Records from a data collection

════

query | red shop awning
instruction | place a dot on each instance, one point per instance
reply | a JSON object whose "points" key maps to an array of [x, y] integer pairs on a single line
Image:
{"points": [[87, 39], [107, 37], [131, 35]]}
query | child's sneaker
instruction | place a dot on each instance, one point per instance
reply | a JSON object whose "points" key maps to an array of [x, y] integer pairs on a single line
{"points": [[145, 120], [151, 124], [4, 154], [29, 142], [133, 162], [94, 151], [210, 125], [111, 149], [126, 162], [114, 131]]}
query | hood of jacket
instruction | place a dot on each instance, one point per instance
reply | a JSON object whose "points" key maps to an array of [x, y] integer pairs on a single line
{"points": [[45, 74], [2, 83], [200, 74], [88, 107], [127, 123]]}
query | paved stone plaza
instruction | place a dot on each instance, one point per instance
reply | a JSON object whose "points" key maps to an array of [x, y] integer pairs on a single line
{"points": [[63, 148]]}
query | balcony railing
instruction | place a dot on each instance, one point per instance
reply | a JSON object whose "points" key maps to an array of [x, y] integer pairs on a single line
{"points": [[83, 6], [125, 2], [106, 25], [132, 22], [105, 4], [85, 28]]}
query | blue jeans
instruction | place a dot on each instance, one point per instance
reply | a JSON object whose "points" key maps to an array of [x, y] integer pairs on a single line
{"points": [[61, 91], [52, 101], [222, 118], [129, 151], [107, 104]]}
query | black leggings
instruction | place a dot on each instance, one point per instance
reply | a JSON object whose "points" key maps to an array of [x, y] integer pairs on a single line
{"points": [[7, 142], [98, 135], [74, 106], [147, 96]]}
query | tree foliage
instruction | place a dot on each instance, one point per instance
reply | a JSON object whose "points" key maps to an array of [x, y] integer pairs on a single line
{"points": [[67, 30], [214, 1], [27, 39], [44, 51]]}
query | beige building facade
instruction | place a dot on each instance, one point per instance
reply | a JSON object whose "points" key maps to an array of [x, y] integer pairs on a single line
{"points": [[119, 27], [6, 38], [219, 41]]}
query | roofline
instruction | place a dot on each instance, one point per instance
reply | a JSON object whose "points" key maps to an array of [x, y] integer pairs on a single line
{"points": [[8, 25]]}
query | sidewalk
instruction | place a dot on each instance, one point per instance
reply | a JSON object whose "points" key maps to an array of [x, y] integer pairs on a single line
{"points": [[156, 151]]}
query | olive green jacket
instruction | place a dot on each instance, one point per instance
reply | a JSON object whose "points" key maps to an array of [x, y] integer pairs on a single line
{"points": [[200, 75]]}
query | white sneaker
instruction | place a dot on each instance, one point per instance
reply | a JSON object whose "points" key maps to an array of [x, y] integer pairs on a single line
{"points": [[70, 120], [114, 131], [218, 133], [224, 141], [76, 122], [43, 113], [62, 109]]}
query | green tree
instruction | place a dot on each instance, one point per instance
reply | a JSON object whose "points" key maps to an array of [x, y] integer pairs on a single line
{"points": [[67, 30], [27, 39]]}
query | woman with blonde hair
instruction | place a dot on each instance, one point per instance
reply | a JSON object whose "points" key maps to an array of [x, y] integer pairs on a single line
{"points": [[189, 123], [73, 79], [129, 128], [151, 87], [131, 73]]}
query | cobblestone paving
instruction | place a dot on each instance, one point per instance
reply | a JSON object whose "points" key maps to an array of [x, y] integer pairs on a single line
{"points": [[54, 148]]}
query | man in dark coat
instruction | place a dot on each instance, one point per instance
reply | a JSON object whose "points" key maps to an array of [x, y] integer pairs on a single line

════

**Task description**: Reproduce the lines above. Leave each one as it is.

**Response to the task**:
query | red shop awning
instruction | place a dot on each instance, one point per instance
reply | a JSON object whose "points" key maps to an array of [x, y] integer pairs on a single line
Image:
{"points": [[87, 39], [107, 37], [131, 35]]}
query | child's sneaker
instruction | place a dot on each instance, one point per instance
reply | a JSON object whose "points" key maps to an array of [x, y] integer pairs on a single line
{"points": [[145, 120], [151, 124], [4, 154], [29, 142], [133, 162], [94, 151], [210, 125], [111, 149], [126, 162], [114, 131]]}
query | hood of jacket
instruction | place a dot on each instance, one point per instance
reply | a JSON object whose "points" key maps to an array of [x, y] integer pairs on a single line
{"points": [[45, 74], [2, 83], [200, 74], [88, 107], [127, 123]]}
query | paved stone plaza
instruction | place a dot on each instance, one point per instance
reply | a JSON object whose "points" key maps to an array of [x, y] integer pairs on a single line
{"points": [[63, 148]]}
query | balcony railing
instruction | place a dot on each instance, one point per instance
reply | a JSON object whose "points" key maps to an array of [x, y] integer pairs on a single line
{"points": [[83, 6], [125, 2], [106, 25], [132, 22], [105, 4], [85, 28]]}
query | blue jeans
instruction | place a dot on each instance, one point per instance
reply | a JSON object whose "points" key maps to an array of [x, y] integer pairs on a single line
{"points": [[61, 91], [52, 101], [222, 118], [129, 151], [107, 104]]}
query | black leggings
instruction | place a dot on each instance, one point per instance
reply | a JSON object whose "points" key maps to an array of [x, y] integer pairs on a single line
{"points": [[7, 142], [98, 135], [74, 106], [147, 96]]}
query | tree foliage
instruction | place a dot on each instance, one point per instance
reply | a JSON object whose "points" key maps to an array of [x, y] integer pairs on a single line
{"points": [[67, 30], [214, 1], [27, 39], [44, 51]]}
query | beige building facade
instruction | place a dot on each instance, one point per instance
reply | a JSON object whose "points" key maps to an array of [x, y] integer pairs on a single line
{"points": [[119, 27], [6, 38], [219, 41]]}
query | roofline
instruction | place a dot on each instance, one point per instance
reply | a JSON object whose "points" key maps to an array of [x, y] integer pairs on a single line
{"points": [[8, 25]]}
query | sidewalk
instruction | place a dot on each instance, one point per instance
reply | a JSON object whose "points" key maps to an array of [x, y] integer pairs on a single line
{"points": [[156, 151]]}
query | olive green jacket
instruction | place a dot on each instance, one point per instance
reply | a JSON object whose "points" key maps to an array of [x, y] integer pairs on a single line
{"points": [[200, 75]]}
query | white sneaker
instruction | place a dot on each instance, one point per instance
reply | a JSON object whose "points" key maps to an array of [x, y] integer pairs on a single line
{"points": [[70, 120], [114, 131], [218, 133], [224, 141], [76, 122], [43, 113], [62, 109]]}
query | green tree
instruction | place a dot on each instance, one point per instance
reply | a JSON object whose "points" key maps to an array of [x, y] integer pairs on a single line
{"points": [[67, 30], [27, 39]]}
query | woman with blonde hair
instruction | place a dot on each instance, one point per instance
reply | a JSON object whose "points" key maps to an array of [x, y] integer pairs on a single line
{"points": [[189, 123], [73, 79], [129, 128], [151, 87], [131, 73]]}
query | cobblestone paving
instruction | place a dot on each instance, one point per instance
reply | a JSON object whose "points" key maps to an array of [x, y] integer pairs on a single line
{"points": [[54, 148]]}
query | man in dark coat
instruction | place a dot on each instance, one point per instance
reply | a JSON object whose "points" key maps to an array of [x, y] integer pairs on a single line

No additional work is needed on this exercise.